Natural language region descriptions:
────────────────────

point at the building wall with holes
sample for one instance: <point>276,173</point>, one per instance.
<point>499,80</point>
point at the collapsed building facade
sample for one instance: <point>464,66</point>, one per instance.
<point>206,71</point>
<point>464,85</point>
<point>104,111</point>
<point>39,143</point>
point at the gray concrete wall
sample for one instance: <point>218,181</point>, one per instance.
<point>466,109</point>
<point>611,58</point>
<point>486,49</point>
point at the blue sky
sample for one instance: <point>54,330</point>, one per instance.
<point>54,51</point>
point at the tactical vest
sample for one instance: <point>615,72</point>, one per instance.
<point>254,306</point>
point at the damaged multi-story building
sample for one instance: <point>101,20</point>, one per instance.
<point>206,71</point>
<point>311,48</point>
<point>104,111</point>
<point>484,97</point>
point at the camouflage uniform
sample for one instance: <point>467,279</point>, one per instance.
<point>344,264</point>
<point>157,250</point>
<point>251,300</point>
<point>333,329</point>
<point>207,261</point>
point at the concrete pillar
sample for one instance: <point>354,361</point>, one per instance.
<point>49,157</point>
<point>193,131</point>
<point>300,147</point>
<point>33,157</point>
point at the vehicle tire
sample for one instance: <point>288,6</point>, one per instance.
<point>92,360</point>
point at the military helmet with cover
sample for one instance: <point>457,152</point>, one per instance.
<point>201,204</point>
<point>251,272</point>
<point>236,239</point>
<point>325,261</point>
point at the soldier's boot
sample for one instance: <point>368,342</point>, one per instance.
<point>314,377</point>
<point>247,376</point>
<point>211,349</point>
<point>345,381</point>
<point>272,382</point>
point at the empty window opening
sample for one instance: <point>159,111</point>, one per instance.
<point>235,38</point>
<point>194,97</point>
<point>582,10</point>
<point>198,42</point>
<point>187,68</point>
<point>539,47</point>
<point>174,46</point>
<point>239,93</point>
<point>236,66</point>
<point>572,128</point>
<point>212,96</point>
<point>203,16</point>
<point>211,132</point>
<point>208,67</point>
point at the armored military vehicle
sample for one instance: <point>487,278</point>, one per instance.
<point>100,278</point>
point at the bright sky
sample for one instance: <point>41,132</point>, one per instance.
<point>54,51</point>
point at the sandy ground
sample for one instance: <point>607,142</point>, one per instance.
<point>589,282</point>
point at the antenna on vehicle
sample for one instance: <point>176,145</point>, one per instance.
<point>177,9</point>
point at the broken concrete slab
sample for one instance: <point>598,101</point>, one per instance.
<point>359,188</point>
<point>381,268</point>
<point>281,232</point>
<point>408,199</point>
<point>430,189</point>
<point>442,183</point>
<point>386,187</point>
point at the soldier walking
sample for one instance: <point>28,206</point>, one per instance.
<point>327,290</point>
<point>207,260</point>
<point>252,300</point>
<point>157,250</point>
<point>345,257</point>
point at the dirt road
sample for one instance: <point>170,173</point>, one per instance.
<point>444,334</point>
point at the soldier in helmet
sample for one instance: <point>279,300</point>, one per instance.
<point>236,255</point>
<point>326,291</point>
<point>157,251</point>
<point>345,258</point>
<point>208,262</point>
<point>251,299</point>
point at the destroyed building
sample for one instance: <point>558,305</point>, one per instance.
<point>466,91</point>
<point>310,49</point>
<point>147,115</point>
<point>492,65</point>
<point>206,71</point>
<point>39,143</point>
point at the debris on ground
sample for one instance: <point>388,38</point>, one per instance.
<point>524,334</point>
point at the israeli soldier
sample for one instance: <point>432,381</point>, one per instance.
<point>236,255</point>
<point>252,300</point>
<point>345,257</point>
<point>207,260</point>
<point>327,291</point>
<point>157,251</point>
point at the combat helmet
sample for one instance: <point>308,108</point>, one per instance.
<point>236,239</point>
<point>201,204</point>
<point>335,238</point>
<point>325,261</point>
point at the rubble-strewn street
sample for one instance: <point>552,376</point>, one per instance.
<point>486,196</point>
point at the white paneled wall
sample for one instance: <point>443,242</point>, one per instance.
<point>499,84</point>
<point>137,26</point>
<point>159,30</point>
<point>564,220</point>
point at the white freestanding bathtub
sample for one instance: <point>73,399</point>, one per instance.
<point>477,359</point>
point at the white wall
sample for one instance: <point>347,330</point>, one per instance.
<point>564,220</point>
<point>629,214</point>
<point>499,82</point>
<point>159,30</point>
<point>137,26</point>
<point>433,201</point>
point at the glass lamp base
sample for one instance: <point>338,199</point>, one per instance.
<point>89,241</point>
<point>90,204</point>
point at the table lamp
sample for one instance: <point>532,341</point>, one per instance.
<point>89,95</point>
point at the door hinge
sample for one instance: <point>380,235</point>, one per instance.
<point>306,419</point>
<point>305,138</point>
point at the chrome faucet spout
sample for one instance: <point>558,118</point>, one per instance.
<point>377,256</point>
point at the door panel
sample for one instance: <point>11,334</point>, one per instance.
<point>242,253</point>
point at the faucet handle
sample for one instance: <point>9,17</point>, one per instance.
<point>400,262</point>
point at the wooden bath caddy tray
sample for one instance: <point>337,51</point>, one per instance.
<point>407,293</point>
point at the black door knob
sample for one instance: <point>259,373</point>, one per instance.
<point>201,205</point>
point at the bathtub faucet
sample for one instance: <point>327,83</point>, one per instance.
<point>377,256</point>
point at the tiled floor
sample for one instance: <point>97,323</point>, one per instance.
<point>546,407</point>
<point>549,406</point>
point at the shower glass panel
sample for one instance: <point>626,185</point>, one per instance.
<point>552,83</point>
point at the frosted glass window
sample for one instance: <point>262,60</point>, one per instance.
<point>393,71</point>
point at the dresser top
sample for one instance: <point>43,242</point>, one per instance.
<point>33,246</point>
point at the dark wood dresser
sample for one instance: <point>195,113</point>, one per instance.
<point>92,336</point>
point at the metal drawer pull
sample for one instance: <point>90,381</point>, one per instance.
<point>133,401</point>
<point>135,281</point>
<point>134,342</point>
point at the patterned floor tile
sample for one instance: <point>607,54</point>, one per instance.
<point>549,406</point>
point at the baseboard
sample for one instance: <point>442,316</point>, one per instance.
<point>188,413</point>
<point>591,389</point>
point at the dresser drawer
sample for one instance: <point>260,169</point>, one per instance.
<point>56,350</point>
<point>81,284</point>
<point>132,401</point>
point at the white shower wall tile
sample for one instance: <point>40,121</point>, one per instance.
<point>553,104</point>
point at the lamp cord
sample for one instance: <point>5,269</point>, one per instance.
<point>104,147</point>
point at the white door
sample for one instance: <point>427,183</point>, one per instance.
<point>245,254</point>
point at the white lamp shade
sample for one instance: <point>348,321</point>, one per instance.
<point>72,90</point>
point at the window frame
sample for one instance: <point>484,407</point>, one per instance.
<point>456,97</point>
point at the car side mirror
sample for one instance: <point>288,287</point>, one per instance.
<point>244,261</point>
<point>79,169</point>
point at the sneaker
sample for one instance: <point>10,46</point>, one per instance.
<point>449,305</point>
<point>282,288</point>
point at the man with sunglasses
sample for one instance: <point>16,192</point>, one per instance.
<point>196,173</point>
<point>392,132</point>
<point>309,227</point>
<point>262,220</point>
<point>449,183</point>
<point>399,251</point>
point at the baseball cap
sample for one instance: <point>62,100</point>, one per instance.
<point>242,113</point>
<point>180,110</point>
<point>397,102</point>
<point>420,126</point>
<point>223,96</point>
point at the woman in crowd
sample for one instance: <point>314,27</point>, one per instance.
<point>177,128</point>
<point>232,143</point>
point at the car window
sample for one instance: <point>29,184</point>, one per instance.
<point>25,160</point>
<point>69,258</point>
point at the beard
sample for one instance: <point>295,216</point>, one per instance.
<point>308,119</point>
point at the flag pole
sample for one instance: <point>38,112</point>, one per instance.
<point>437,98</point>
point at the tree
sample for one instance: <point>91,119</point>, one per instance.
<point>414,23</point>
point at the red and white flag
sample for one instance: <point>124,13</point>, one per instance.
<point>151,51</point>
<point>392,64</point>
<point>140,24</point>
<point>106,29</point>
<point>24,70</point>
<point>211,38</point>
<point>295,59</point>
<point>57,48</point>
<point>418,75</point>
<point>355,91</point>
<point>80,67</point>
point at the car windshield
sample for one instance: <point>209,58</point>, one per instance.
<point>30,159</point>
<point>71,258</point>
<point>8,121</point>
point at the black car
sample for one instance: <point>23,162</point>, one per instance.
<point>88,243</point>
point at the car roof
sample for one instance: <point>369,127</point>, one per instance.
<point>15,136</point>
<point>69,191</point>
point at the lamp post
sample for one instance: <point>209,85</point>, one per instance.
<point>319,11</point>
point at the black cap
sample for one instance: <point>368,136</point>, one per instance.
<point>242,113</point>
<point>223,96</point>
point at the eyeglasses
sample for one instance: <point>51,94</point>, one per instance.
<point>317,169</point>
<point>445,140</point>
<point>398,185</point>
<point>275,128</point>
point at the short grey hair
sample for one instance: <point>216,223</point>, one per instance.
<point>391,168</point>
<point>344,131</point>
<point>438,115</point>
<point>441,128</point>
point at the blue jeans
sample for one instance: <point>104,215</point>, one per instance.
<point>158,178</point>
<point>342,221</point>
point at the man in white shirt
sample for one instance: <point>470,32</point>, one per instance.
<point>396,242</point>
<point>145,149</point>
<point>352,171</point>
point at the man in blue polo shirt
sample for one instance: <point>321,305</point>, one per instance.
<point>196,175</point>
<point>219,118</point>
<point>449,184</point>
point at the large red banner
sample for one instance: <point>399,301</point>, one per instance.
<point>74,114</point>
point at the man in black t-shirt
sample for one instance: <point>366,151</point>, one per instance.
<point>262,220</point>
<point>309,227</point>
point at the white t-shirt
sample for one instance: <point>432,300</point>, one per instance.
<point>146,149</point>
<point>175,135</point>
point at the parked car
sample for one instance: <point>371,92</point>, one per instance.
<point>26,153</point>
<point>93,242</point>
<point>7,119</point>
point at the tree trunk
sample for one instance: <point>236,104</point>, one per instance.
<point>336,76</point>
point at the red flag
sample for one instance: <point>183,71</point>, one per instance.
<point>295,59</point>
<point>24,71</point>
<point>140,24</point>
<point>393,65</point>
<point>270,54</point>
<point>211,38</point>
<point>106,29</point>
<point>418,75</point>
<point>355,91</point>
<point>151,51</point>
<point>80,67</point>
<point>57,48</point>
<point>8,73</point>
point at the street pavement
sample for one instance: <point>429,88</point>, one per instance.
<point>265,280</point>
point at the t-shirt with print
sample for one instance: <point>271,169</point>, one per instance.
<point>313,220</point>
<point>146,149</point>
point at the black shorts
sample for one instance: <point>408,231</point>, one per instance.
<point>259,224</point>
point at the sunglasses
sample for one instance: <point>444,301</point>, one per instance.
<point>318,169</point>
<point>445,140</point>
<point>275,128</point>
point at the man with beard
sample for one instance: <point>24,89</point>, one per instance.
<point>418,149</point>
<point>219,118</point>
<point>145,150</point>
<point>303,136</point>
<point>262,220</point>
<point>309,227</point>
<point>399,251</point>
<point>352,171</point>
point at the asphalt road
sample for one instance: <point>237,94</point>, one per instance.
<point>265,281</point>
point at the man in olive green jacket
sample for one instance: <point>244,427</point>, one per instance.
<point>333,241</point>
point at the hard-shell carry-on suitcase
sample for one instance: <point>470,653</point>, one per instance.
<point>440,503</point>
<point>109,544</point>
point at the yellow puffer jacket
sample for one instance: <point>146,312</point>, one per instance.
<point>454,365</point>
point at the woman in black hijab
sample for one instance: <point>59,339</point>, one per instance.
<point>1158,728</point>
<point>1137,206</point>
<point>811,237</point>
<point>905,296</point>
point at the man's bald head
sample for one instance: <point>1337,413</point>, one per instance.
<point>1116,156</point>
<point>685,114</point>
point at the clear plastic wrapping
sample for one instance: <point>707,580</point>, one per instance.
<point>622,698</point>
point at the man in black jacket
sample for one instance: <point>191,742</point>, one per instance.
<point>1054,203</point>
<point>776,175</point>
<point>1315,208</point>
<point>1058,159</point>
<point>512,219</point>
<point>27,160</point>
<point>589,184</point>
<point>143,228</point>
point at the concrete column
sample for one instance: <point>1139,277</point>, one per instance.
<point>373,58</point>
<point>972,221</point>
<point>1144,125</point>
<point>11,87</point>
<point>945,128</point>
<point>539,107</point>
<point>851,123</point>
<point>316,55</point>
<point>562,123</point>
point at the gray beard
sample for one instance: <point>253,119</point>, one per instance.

────────────────────

| What to do |
Give back the records word for word. Start at the first line, end at the line containing "point at the damaged multi-story building", and include both.

| Finished exercise |
point at the building wall with holes
sample for one instance: <point>276,173</point>, one per instance.
<point>499,80</point>
point at the collapsed building facade
sample for one instance: <point>464,66</point>, one per instance.
<point>206,71</point>
<point>464,85</point>
<point>104,111</point>
<point>39,143</point>
point at the gray concrete wall
sample for one instance: <point>218,181</point>, one per instance.
<point>466,109</point>
<point>611,58</point>
<point>486,49</point>
point at the blue sky
sample for one instance: <point>54,330</point>, one per instance.
<point>54,51</point>
point at the tactical vest
sample for one instance: <point>615,72</point>, one per instance.
<point>254,306</point>
point at the damaged multi-story building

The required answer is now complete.